### TEXT EXCERPT
Jane is a ten-year survivor of a very rare form of cancer Myelodysplastic Syndrome. She has enjoyed several exciting careers including a librarian, counselor, teacher, and writer. She loves to write about surviving cancer, overcoming hearing loss, and her hearing ear service dog, Sita.
A cancer survivor describes the dark days we are facing right now and expresses a ray of hope for all.
I have just passed my seventh decade. I can honestly say that I never remember being so affected by what is going on in the world and feeling this hopeless. Between a contentious election, troubled econonmy and the consequences of the COVID-19 pandemic, it has hard to see through the darkness in our times.
However, like many of us, I go every week to the lab and then to the hospital for treatments. I feel fearful how safe this is, plus experiencing the anxiety of perusing for my results to see what treatments will be given. All of us who are immune-compromised and cancer survivors find this extra stress in our lives.
In climates like mine, we are forced indoors over the dark winter months, and miss being outside safely distanced from our friends. One of my neighbors texted me she did not realize what a void this would be for her and missing our chats every evening watching my service dog enjoying the sunshine.
Worst of all is the constant, ever-present, dark, hovering cloud of a worldwide pandemic smothering us and presenting fear. This virus is ever pervasive, ever-present, and insidious and like a slithering monster, we never know when it will hit one of us or friends and family. One news broadcast mentioned that we have gone from hearing about COVID-19 to knowing people personally who have it. Every day we hear of thousands of more deaths and as our governor reminds us, these are people, not statistics.
We are all afraid of this horrible, seeping, sludge affecting all of us. I cannot imagine the pain of losing a loved one from COVID-19, and my heart just aches for the people in the nursing homes and residential facilities, and the staff and their families.
All of us are sad because we cannot be with loved ones over the Hanukah, Kwanza, Christmas and New Year holidays. This is the first time I am unable to make travel plans to be with my beloved family.
These are dark days indeed. I compare it to a terrible depression from my past like a blanket covering me. After counseling, I lifted up one corner, finally saw a glimmer of light, and began to heal.
I resort to my addiction during dark times of watching cheesy Hallmark holiday movies. My friends tease me about the six plots, which always have a woman in a large city going to a small town and falling in love to stay. There is usually a dog too! But right now I crave happy endings. Last weekend I watched the “Christmas Train” and heard a wonderful quote.
“Hope begins when you stand in the dark looking out towards the light.” This line is credited to the author Tracie Miles.
I thought YES there is hope. Vaccines against this monster are slowly arriving, we may have to celebrate our holidays like Christmas in the summer, winter days do not last forever, and cures are developed daily for cancer.
We cannot allow ourselves to go into the depths of deep despair like being in a quagmire of quicksand and we never get out. Instead, we need to stand on the shore, look for the light, and know better days are ahead.

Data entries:
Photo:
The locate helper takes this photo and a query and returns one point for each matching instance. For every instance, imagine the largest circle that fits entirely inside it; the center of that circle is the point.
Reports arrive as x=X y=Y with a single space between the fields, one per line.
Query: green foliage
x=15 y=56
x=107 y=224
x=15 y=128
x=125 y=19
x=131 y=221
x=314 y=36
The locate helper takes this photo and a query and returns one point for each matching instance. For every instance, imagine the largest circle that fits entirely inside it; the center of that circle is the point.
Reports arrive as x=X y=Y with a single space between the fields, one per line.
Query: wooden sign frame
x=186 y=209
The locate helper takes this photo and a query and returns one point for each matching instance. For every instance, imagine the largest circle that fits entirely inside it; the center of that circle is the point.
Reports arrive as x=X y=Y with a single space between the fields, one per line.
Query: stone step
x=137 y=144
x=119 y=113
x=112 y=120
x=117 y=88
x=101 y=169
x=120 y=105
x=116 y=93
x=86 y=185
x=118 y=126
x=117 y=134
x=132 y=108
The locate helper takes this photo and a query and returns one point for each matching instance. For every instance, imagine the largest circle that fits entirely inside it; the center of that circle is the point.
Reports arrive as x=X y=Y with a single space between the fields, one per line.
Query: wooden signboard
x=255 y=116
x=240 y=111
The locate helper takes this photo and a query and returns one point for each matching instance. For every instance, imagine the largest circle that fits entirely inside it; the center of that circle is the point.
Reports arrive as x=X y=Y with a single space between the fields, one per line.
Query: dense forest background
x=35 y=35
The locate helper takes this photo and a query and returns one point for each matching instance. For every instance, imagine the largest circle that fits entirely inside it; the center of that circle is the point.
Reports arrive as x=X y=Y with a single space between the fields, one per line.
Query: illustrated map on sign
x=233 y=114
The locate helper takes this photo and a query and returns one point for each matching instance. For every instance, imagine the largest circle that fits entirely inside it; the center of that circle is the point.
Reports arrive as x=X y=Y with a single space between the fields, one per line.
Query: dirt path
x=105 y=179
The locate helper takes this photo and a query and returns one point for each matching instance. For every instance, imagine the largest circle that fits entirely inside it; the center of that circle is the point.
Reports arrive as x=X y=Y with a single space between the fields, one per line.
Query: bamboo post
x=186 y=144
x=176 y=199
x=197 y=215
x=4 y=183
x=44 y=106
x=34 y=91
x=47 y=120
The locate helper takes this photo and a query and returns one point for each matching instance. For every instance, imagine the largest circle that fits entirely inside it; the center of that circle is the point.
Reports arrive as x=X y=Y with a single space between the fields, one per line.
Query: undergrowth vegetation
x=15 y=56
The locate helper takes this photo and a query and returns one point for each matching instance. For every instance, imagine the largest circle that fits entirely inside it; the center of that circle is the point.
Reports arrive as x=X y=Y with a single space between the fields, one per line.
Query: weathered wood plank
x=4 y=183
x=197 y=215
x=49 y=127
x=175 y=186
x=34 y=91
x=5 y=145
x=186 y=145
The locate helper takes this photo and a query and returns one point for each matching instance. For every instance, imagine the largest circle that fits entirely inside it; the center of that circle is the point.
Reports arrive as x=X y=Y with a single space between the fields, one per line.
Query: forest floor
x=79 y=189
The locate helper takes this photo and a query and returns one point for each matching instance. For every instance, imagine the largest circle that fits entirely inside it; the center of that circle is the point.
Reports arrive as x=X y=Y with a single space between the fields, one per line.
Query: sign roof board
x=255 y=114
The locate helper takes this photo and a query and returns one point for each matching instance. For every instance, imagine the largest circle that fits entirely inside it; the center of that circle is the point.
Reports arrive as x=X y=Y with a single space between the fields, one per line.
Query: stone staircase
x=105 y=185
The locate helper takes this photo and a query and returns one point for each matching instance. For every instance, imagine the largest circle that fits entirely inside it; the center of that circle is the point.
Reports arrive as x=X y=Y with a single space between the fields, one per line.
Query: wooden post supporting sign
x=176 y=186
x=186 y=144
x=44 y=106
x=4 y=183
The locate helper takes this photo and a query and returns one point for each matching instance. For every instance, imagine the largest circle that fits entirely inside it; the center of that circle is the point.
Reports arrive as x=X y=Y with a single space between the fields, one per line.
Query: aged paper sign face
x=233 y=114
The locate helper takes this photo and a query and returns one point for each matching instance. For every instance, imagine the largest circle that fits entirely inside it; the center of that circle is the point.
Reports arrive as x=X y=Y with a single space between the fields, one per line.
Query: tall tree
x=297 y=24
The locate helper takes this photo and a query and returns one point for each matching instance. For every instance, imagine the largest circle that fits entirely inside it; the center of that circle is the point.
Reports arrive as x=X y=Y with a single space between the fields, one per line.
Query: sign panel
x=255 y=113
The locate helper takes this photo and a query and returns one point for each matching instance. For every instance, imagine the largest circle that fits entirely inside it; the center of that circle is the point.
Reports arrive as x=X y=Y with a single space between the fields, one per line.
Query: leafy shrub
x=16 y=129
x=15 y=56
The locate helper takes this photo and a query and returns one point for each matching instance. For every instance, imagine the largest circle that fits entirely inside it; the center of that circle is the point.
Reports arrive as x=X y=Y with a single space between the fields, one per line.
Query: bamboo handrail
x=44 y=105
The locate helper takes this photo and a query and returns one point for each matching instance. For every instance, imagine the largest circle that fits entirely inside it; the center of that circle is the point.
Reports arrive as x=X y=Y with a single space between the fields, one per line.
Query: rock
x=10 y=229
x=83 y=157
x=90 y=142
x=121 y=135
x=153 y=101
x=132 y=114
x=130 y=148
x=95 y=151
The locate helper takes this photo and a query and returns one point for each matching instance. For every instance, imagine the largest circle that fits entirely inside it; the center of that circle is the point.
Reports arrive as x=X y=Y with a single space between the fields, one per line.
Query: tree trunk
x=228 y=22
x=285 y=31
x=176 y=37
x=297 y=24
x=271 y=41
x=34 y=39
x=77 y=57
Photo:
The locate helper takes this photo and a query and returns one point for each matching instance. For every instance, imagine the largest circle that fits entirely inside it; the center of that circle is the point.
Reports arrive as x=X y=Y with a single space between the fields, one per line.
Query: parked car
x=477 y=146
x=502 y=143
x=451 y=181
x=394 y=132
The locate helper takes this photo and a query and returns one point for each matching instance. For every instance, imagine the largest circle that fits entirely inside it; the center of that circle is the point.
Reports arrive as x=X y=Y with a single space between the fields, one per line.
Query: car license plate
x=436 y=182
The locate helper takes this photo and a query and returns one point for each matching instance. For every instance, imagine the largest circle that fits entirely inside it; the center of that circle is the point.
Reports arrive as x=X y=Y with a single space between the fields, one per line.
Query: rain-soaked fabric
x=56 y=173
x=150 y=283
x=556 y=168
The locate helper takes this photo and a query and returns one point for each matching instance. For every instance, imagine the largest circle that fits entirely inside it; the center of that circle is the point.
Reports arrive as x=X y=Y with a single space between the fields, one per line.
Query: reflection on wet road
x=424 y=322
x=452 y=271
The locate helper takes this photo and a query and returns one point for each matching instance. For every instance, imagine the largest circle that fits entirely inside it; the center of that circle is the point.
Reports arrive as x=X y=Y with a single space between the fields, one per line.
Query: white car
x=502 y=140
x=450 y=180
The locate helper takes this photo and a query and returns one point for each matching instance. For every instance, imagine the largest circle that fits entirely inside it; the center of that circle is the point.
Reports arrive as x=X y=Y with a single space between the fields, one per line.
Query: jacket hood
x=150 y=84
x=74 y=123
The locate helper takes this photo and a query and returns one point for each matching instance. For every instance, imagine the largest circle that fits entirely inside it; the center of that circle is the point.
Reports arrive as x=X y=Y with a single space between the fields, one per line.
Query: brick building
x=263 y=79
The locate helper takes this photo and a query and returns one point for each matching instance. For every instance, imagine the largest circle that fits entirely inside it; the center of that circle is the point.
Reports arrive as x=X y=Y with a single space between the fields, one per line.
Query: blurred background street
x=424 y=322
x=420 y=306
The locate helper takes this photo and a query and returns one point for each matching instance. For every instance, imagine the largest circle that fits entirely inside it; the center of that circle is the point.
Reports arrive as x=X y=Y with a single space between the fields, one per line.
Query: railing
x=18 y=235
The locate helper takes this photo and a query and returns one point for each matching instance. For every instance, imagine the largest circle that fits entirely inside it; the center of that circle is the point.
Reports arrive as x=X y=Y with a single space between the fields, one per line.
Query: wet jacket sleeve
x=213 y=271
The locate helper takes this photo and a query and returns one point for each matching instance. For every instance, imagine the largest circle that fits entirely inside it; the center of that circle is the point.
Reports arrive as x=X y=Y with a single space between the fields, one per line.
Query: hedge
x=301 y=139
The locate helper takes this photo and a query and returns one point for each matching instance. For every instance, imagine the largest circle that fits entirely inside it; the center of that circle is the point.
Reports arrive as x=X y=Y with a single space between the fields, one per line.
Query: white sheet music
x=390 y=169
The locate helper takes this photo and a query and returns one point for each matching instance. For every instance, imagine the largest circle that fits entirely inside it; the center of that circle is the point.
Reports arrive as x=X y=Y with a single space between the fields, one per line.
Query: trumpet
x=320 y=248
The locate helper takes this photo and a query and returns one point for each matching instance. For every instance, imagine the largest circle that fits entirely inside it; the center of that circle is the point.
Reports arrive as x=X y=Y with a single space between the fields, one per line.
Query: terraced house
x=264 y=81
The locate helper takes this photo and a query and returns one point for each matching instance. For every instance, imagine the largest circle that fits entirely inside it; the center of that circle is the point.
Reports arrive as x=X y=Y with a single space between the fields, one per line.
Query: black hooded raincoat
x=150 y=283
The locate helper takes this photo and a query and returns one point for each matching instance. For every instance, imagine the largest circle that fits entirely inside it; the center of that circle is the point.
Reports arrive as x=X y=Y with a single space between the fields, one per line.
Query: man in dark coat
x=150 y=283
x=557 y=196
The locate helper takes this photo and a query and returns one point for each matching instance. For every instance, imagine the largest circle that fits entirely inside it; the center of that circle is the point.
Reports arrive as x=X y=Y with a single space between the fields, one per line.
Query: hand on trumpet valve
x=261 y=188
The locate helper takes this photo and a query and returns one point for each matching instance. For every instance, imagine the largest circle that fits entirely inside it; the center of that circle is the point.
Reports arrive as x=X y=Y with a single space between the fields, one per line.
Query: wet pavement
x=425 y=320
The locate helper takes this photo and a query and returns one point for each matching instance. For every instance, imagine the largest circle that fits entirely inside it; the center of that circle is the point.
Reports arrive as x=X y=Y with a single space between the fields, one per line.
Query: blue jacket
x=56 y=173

### EXERCISE GOAL
Please quote the passage from the cancer survivor's essay on hope, from "We are all afraid" to "began to heal.", word for word.

### RESPONSE
We are all afraid of this horrible, seeping, sludge affecting all of us. I cannot imagine the pain of losing a loved one from COVID-19, and my heart just aches for the people in the nursing homes and residential facilities, and the staff and their families.
All of us are sad because we cannot be with loved ones over the Hanukah, Kwanza, Christmas and New Year holidays. This is the first time I am unable to make travel plans to be with my beloved family.
These are dark days indeed. I compare it to a terrible depression from my past like a blanket covering me. After counseling, I lifted up one corner, finally saw a glimmer of light, and began to heal.